SHORT EXERCISE — Please reproduce the records below, changing every "a formatted example" to "a sample layout" and leaving everything else as it is.
-- BEGIN --
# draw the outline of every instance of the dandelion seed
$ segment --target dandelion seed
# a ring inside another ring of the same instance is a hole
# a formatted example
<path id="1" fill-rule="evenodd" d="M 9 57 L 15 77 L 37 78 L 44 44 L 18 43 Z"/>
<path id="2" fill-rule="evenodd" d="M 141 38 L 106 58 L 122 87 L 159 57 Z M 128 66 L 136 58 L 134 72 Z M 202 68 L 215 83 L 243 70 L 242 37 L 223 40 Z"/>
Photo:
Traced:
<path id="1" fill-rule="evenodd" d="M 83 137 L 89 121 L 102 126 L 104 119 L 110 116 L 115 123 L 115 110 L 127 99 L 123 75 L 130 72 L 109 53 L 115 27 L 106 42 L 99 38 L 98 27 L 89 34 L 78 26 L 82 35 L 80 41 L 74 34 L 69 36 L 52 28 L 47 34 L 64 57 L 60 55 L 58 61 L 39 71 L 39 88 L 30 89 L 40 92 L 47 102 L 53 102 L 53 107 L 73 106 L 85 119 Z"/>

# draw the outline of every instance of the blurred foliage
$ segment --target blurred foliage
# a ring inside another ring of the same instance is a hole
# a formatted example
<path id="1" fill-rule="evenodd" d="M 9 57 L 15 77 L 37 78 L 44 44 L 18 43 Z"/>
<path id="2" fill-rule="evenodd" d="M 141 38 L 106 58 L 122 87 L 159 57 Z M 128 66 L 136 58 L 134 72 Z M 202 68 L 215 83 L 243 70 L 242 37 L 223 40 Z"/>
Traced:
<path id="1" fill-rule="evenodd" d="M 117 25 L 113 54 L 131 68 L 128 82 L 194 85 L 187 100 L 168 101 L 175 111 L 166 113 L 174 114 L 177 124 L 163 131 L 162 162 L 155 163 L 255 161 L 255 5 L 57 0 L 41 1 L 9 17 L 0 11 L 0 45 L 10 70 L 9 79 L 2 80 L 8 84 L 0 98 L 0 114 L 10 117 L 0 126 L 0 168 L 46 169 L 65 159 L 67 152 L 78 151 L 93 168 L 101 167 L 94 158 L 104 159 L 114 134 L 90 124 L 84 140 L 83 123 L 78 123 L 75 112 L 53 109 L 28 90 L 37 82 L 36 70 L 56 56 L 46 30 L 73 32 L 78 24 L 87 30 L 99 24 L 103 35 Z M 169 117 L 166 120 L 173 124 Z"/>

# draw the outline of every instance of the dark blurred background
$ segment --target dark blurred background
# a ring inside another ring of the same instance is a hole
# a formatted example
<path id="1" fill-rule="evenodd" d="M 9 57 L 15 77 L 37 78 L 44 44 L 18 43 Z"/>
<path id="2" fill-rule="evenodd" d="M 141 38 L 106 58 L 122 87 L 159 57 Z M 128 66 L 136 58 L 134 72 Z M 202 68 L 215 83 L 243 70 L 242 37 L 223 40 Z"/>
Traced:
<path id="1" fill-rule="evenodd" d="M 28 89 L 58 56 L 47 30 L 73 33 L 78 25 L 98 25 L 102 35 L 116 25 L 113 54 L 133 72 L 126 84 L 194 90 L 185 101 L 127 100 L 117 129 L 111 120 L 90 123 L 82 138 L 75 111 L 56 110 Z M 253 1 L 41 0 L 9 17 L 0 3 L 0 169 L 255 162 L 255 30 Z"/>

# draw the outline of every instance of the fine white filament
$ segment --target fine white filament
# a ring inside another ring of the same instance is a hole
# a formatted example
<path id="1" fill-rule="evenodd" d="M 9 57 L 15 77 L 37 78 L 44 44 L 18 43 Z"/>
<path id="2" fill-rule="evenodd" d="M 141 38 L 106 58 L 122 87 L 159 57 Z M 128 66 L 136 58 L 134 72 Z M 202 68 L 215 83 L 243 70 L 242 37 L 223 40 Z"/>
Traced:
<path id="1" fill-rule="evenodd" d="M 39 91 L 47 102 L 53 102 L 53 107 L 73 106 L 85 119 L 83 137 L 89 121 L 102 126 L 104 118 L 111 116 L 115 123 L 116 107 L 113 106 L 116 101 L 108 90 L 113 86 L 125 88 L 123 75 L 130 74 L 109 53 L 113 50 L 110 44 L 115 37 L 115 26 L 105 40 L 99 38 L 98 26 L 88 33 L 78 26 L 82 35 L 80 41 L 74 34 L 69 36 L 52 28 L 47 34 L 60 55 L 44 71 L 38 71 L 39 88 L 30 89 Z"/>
-- END --
WRITTEN SOLUTION —
# draw the outline of every instance of the dandelion seed
$ segment --target dandelion seed
# a ring inside another ring of the same instance is a hole
# a sample layout
<path id="1" fill-rule="evenodd" d="M 9 57 L 15 77 L 37 78 L 44 44 L 18 43 Z"/>
<path id="2" fill-rule="evenodd" d="M 141 38 L 106 58 L 122 87 L 159 57 Z M 128 66 L 136 58 L 134 72 Z M 202 68 L 215 83 L 243 70 L 242 37 L 223 40 Z"/>
Photo:
Traced:
<path id="1" fill-rule="evenodd" d="M 83 137 L 89 121 L 102 126 L 104 119 L 110 116 L 115 123 L 115 110 L 127 99 L 123 75 L 130 72 L 109 53 L 115 27 L 106 42 L 99 38 L 98 27 L 89 34 L 78 26 L 82 35 L 80 41 L 74 34 L 69 36 L 52 28 L 47 34 L 64 57 L 60 55 L 58 61 L 39 71 L 39 88 L 30 89 L 40 92 L 47 102 L 53 102 L 53 107 L 73 106 L 85 119 Z"/>

# draw the outline of every instance of the blurred foliage
$ segment --target blurred foliage
# a ring inside another ring of the same instance is a hole
# a sample layout
<path id="1" fill-rule="evenodd" d="M 9 57 L 15 77 L 37 78 L 44 44 L 18 43 Z"/>
<path id="2" fill-rule="evenodd" d="M 141 38 L 106 58 L 122 87 L 159 57 Z M 128 66 L 136 58 L 134 72 Z M 202 68 L 215 83 L 243 70 L 242 37 L 223 40 Z"/>
Traced:
<path id="1" fill-rule="evenodd" d="M 117 25 L 113 54 L 131 68 L 128 82 L 194 85 L 187 100 L 168 101 L 175 111 L 166 113 L 174 114 L 177 124 L 163 131 L 162 162 L 155 163 L 255 161 L 255 5 L 57 0 L 41 1 L 9 17 L 0 11 L 0 45 L 10 70 L 9 79 L 2 80 L 8 84 L 0 98 L 0 114 L 10 117 L 0 126 L 0 168 L 46 169 L 65 159 L 67 152 L 78 151 L 93 168 L 101 167 L 94 158 L 104 159 L 114 134 L 90 124 L 84 140 L 83 123 L 78 123 L 75 112 L 53 109 L 28 90 L 37 82 L 36 70 L 56 56 L 46 30 L 73 32 L 78 24 L 87 30 L 99 24 L 103 35 Z M 169 117 L 166 120 L 173 124 Z"/>

# draw the outline of every instance of the dark blurred background
$ segment --target dark blurred background
# a ring inside another ring of the same instance is a hole
# a sample layout
<path id="1" fill-rule="evenodd" d="M 9 57 L 15 77 L 37 78 L 44 44 L 18 43 Z"/>
<path id="2" fill-rule="evenodd" d="M 141 38 L 106 58 L 122 87 L 159 57 Z M 128 66 L 136 58 L 134 72 Z M 202 68 L 215 83 L 243 70 L 242 37 L 223 40 Z"/>
Traced:
<path id="1" fill-rule="evenodd" d="M 28 89 L 58 56 L 47 30 L 73 33 L 78 25 L 98 25 L 102 35 L 116 25 L 113 54 L 133 72 L 126 84 L 194 90 L 185 101 L 127 100 L 117 129 L 111 120 L 90 123 L 82 138 L 75 111 L 56 110 Z M 253 1 L 41 0 L 9 17 L 0 3 L 0 169 L 255 162 L 255 30 Z"/>

# draw the outline of every instance of the fine white filament
$ segment --target fine white filament
# a ring inside another ring of the same instance is a hole
# a sample layout
<path id="1" fill-rule="evenodd" d="M 9 57 L 15 77 L 37 78 L 44 44 L 18 43 Z"/>
<path id="2" fill-rule="evenodd" d="M 141 38 L 106 58 L 122 87 L 159 57 Z M 128 66 L 136 58 L 134 72 Z M 202 68 L 215 83 L 243 70 L 242 37 L 223 40 Z"/>
Traced:
<path id="1" fill-rule="evenodd" d="M 39 91 L 47 102 L 53 102 L 53 107 L 73 106 L 85 119 L 83 137 L 89 121 L 102 126 L 104 118 L 111 116 L 115 123 L 116 107 L 113 106 L 116 101 L 108 90 L 113 86 L 125 88 L 123 75 L 130 74 L 109 53 L 113 50 L 110 44 L 115 37 L 115 26 L 105 40 L 99 38 L 98 26 L 88 33 L 78 26 L 82 35 L 80 41 L 74 34 L 69 36 L 52 28 L 47 34 L 60 55 L 44 71 L 38 71 L 39 88 L 30 89 Z"/>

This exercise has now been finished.